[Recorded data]
━━━━━━━━━━━━━━━━

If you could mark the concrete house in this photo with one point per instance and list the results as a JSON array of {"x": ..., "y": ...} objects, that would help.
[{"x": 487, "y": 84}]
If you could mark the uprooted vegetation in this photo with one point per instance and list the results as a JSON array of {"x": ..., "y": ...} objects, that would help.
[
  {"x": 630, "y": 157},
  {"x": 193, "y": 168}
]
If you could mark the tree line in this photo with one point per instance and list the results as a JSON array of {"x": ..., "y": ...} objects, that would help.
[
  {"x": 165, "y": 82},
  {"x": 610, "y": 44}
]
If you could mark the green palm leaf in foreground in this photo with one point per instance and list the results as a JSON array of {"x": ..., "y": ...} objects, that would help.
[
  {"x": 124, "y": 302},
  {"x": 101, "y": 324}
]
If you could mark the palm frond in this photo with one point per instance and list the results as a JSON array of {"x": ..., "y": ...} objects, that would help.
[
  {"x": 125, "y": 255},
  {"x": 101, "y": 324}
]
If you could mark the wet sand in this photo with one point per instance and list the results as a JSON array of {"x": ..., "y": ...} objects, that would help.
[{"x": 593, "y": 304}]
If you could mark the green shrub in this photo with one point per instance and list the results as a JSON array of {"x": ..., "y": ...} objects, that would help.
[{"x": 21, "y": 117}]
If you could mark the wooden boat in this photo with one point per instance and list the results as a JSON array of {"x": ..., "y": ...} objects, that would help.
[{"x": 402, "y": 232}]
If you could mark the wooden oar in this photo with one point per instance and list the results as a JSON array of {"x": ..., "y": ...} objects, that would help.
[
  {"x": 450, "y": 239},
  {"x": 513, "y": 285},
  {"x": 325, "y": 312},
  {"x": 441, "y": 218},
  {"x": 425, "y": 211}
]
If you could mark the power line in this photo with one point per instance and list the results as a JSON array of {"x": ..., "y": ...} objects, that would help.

━━━━━━━━━━━━━━━━

**Exercise brief:**
Line by line, reproduce the data exactly as given.

**Exercise output:**
If you could mark the concrete house in this photo with one point per instance and list the results as a JSON array of {"x": ..., "y": ...} objects, that would help.
[{"x": 487, "y": 84}]
If you could mark the uprooted vegetation in this photo with one point per instance and list the results as a JSON array of {"x": ..., "y": ...} objects, that would help.
[
  {"x": 630, "y": 157},
  {"x": 193, "y": 168}
]
If you could mark the tree line in this photo with one point per instance and list the results as a JSON array of {"x": ..., "y": ...} objects, that would help.
[
  {"x": 165, "y": 82},
  {"x": 610, "y": 44}
]
If you could mark the green palm leaf in foreground in this photo with one point per instance and list the results as a JSON array of {"x": ..., "y": ...} objects, that would help.
[
  {"x": 124, "y": 302},
  {"x": 101, "y": 324}
]
If you could mark the palm frond in this photo with one point per instance and list the results as a JSON array of {"x": ..., "y": ...} objects, that would help.
[
  {"x": 125, "y": 255},
  {"x": 101, "y": 324}
]
If you could mark the wet sand in this photo with one point per instance and list the results as a JSON array of {"x": ..., "y": ...} objects, that would help.
[{"x": 593, "y": 304}]
If you could mark the green shrub in this photo with one point per instance and list the results as a JSON array of {"x": ..., "y": ...} objects, that would help.
[{"x": 21, "y": 117}]
If you could mark the wooden boat in this photo with one point per instance and list the results as a JSON array of {"x": ..., "y": ...} objects, that would help.
[{"x": 402, "y": 232}]
If you could mark the wooden oar in this photo with one point per instance and list the results as a JSON array of {"x": ..., "y": ...} objects, that would help.
[
  {"x": 450, "y": 239},
  {"x": 513, "y": 285},
  {"x": 325, "y": 312},
  {"x": 441, "y": 218},
  {"x": 425, "y": 211}
]
If you could mark the power line in this photo with one point per instance and list the results as a JSON array of {"x": ..., "y": ...} objects, that would help.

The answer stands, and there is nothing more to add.